O que fazer -> Pode reescrever o trecho sobre a nulidade da CDA, começando em "Na exceção de" e seguindo até "e eventualmente impugná-lo.", mas alterando "remansosa" para "pacífica"?

Trecho fornecido ->
Na exceção de pré-executividade, deve-se sustentar que a CDA é nula por não atender a esses requisitos, possivelmente por faltar informação sobre a origem exata do débito, o período a que se refere ou o cálculo dos acréscimos. De fato, jurisprudência do STJ é remansosa ao reconhecer nulidades de CDA quando a falta de detalhamento compromete a defesa do executado. Por exemplo, CDA que agrega vários exercícios tributários sem discriminar o principal e os encargos de cada ano é considerada inválida, porque dificulta ao devedor compreender a composição do valor e eventualmente impugná-lo.

[Linhas do conjunto de dados sobre onde os objetos aparecem]
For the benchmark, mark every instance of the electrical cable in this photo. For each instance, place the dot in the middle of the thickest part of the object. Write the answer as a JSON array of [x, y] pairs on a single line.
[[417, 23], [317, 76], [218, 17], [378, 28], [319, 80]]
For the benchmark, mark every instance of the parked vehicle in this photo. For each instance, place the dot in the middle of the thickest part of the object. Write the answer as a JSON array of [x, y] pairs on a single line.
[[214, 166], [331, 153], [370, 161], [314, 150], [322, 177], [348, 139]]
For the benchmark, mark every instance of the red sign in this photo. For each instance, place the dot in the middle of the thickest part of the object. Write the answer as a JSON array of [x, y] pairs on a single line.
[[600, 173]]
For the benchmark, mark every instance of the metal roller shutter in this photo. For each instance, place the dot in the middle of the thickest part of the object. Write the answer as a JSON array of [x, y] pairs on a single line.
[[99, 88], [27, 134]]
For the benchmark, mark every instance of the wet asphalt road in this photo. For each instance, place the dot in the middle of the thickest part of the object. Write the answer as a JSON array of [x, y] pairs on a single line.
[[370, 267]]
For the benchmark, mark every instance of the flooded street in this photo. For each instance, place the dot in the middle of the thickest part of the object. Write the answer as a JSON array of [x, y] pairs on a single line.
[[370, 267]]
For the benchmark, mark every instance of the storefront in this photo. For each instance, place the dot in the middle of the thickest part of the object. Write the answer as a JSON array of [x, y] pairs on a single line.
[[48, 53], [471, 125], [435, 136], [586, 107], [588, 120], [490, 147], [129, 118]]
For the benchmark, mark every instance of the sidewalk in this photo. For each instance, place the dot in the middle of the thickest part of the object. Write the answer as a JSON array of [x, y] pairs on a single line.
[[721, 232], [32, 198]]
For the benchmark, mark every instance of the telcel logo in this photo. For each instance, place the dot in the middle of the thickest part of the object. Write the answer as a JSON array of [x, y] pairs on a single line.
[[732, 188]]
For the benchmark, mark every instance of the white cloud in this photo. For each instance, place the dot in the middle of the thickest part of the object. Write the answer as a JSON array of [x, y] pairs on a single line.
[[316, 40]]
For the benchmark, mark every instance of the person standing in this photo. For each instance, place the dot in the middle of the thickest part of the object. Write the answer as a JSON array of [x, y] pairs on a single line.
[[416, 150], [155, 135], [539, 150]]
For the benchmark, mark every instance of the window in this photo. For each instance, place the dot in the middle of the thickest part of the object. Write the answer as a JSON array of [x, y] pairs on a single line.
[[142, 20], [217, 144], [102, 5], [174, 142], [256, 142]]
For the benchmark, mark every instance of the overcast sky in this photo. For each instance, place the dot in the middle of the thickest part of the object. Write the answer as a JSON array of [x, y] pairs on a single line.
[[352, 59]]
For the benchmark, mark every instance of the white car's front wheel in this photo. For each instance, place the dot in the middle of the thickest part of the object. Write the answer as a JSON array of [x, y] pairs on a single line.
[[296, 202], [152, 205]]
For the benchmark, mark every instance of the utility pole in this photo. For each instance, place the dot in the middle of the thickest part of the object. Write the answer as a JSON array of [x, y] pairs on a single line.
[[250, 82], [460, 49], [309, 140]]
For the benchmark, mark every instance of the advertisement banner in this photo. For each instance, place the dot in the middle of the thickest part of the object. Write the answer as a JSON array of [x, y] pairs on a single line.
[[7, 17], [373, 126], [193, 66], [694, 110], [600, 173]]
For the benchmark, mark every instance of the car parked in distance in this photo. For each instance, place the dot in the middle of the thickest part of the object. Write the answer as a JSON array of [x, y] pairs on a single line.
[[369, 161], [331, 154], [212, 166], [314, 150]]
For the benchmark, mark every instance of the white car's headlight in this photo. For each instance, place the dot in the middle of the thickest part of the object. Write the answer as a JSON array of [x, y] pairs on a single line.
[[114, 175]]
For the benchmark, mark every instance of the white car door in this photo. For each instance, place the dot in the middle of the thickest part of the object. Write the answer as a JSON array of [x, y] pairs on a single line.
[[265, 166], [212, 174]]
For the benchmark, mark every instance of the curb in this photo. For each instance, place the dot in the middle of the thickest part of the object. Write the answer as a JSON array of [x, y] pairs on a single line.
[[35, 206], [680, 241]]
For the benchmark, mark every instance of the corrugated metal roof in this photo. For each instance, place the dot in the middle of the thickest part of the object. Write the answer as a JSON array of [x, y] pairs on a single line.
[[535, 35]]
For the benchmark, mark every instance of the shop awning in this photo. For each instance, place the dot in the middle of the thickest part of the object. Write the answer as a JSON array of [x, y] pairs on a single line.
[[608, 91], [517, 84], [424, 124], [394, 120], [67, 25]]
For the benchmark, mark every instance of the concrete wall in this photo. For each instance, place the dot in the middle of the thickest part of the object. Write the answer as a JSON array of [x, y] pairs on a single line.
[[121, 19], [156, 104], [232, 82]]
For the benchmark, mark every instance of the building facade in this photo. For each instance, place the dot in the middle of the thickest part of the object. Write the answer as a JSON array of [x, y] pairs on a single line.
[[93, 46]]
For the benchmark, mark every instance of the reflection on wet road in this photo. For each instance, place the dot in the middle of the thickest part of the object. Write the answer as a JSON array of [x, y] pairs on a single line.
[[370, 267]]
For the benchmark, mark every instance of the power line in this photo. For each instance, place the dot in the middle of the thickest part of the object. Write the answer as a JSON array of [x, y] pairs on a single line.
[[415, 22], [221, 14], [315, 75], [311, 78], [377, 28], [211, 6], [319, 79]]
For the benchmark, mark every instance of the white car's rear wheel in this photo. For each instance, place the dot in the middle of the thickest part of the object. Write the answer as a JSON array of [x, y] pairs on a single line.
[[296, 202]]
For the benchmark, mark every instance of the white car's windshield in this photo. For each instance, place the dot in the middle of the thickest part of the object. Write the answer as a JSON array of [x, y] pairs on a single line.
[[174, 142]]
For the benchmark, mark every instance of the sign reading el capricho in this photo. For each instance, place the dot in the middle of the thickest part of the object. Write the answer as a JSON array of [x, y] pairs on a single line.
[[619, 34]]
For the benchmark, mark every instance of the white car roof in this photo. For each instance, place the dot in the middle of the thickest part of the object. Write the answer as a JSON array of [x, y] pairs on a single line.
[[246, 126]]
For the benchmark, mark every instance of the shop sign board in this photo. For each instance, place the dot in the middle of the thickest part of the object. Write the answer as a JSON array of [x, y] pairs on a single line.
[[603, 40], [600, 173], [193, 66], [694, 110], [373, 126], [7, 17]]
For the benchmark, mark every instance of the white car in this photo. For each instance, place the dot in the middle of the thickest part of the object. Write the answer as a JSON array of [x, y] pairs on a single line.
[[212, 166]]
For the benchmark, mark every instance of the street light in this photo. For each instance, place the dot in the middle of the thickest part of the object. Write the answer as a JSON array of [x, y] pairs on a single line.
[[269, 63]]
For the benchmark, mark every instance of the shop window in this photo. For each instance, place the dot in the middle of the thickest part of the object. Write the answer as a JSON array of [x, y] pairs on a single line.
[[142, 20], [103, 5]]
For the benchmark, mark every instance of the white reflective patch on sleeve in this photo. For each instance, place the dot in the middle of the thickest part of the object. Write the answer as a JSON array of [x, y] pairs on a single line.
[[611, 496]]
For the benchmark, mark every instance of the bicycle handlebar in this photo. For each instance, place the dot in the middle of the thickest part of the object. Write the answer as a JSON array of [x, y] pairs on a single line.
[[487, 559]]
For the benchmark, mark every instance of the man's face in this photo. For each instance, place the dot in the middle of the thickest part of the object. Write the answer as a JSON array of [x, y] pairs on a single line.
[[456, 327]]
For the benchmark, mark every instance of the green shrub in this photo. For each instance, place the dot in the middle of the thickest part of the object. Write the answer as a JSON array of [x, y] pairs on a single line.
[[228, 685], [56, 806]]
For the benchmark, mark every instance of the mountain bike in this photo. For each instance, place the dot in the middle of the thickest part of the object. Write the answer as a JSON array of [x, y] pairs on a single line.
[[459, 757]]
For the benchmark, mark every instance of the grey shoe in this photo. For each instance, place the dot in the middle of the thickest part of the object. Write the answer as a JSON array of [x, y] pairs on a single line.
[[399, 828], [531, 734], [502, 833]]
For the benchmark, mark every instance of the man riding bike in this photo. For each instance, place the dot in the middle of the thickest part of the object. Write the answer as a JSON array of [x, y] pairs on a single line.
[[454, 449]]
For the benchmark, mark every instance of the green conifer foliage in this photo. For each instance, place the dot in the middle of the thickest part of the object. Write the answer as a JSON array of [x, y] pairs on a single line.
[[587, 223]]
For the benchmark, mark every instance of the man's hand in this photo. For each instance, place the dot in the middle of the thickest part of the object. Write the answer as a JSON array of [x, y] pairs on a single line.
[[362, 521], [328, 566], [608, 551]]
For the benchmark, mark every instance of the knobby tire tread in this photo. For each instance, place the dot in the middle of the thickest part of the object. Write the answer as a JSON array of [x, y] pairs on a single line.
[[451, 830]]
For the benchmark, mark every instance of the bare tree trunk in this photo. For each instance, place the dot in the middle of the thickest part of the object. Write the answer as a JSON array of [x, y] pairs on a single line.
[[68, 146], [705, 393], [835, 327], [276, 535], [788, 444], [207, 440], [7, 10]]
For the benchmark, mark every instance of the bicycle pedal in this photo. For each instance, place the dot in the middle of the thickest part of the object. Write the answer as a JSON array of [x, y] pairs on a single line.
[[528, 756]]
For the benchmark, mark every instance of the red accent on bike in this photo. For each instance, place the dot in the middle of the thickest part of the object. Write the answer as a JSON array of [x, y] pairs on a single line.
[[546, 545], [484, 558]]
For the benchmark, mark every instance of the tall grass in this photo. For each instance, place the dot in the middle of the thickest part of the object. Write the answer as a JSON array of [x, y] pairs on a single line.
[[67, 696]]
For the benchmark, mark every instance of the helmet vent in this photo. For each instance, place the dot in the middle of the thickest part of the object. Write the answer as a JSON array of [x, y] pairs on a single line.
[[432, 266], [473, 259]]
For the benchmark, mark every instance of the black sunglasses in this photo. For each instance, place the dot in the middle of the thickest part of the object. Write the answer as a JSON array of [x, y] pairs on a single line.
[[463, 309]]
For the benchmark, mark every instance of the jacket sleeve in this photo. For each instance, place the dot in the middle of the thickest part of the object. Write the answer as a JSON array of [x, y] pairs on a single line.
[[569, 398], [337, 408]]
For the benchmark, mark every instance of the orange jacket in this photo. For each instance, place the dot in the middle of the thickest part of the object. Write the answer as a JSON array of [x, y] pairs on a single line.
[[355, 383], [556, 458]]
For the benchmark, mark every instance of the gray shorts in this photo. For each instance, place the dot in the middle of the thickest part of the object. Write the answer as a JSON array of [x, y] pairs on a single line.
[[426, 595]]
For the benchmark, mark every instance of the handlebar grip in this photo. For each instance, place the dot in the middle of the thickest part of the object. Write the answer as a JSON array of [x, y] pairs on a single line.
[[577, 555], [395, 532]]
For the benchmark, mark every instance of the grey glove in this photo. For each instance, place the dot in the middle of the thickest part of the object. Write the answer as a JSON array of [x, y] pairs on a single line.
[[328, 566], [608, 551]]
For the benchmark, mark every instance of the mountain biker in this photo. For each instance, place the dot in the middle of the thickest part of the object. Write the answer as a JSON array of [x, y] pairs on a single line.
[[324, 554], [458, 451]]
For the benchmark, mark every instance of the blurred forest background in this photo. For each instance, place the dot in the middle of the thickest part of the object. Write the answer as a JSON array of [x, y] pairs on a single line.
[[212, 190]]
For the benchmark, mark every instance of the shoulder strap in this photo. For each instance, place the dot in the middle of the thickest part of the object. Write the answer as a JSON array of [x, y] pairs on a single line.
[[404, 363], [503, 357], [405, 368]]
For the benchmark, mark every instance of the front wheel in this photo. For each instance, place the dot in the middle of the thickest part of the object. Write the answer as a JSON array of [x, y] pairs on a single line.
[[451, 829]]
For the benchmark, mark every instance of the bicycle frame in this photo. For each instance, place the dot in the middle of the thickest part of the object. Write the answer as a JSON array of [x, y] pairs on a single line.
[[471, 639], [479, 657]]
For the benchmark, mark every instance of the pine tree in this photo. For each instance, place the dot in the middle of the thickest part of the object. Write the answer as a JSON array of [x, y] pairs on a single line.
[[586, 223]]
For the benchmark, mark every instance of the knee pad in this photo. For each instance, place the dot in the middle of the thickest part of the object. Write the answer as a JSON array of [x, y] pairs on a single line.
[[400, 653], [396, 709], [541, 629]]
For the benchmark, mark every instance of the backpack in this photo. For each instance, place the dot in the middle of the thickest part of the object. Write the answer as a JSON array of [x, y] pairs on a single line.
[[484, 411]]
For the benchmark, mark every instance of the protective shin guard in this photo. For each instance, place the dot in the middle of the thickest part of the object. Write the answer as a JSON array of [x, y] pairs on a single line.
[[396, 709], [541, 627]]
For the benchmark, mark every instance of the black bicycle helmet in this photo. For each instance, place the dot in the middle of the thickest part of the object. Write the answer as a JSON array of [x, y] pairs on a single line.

Resposta da tarefa ->
Na exceção de pré-executividade, deve-se sustentar que a CDA é nula por não atender a esses requisitos, possivelmente por faltar informação sobre a origem exata do débito, o período a que se refere ou o cálculo dos acréscimos. De fato, jurisprudência do STJ é pacífica ao reconhecer nulidades de CDA quando a falta de detalhamento compromete a defesa do executado. Por exemplo, CDA que agrega vários exercícios tributários sem discriminar o principal e os encargos de cada ano é considerada inválida, porque dificulta ao devedor compreender a composição do valor e eventualmente impugná-lo.